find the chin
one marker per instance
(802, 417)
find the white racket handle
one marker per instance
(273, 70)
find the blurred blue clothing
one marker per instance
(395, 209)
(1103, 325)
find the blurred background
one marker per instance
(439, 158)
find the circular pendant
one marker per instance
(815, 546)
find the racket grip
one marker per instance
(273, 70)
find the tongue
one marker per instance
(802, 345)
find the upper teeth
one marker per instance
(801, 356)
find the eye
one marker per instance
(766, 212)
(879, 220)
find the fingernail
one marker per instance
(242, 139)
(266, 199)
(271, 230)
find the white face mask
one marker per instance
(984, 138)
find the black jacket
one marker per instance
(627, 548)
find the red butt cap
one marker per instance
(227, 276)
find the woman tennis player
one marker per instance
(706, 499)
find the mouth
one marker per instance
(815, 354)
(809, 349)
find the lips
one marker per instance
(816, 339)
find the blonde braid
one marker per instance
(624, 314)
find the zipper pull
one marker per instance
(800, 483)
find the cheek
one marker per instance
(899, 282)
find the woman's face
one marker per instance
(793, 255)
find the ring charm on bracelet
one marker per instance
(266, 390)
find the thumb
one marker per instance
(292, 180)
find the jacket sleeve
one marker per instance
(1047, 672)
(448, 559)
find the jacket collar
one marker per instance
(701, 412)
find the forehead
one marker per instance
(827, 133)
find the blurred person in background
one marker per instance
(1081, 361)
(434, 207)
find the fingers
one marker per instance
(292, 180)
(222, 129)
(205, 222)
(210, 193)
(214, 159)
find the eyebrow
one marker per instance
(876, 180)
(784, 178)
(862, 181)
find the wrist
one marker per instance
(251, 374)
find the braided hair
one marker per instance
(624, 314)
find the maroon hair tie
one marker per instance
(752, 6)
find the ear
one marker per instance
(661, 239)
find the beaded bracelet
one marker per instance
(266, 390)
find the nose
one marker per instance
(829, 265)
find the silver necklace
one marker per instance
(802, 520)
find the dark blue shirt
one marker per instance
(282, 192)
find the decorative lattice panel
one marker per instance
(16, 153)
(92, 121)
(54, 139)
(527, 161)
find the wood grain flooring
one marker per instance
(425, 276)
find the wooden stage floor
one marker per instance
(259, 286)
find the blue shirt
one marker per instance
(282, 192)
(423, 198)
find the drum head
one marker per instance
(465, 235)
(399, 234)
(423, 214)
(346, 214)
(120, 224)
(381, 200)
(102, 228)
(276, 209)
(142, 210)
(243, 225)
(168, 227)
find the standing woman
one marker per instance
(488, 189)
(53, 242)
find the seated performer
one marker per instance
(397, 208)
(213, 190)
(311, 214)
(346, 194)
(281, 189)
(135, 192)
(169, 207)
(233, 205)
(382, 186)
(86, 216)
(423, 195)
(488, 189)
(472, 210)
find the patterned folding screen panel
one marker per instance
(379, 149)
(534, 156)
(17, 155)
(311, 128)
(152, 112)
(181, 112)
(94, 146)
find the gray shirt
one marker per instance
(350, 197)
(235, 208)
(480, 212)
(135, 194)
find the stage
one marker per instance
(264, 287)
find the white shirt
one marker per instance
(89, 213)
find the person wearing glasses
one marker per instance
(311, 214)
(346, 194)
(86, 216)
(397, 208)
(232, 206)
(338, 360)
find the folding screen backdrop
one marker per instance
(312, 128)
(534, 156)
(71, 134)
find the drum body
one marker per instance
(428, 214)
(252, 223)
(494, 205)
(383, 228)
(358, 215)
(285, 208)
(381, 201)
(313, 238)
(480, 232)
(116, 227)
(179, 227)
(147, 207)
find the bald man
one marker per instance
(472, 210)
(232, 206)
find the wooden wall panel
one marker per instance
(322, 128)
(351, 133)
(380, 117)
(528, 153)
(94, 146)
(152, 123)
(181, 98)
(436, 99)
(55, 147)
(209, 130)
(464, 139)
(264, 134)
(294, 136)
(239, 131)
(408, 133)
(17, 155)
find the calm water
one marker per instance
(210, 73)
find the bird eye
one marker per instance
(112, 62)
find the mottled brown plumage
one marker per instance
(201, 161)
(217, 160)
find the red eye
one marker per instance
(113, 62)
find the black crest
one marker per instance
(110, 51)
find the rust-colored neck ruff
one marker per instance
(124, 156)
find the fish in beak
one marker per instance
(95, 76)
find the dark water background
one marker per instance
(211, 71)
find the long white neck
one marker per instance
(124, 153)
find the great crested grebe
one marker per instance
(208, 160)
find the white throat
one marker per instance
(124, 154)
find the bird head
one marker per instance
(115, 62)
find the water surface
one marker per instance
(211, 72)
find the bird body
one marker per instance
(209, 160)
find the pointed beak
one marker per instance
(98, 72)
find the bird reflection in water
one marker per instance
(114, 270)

* * *

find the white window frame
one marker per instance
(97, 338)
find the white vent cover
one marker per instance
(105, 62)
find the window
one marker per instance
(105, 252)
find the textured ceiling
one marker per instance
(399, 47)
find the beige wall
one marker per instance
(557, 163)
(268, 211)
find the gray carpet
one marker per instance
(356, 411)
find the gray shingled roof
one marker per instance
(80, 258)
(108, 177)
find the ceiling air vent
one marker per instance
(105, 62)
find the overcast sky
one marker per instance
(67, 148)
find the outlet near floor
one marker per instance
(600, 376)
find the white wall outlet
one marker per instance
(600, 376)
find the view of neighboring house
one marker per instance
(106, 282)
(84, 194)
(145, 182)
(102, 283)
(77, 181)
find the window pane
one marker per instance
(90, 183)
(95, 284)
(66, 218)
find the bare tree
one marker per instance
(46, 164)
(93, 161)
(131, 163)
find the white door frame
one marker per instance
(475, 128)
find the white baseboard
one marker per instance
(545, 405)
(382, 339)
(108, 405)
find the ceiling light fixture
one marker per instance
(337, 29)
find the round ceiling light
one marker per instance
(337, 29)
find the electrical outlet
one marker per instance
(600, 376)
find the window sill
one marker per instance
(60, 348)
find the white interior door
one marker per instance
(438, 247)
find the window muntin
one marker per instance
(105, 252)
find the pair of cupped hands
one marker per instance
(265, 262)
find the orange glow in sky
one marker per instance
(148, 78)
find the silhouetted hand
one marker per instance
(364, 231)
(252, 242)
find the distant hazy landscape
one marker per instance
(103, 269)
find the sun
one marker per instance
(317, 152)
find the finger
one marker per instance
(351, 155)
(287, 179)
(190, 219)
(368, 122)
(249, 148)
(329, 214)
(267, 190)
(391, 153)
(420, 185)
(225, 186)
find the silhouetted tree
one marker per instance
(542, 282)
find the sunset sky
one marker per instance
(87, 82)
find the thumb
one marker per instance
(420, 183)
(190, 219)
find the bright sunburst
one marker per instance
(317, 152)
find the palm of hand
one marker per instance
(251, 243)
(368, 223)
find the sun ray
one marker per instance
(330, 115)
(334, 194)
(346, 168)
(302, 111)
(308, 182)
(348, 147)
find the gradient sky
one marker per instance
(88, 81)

GIVEN REQUEST: Copy out every line from the items above that contains the word "beak".

PROBLEM SOLUTION:
find the fish in beak
find the pointed beak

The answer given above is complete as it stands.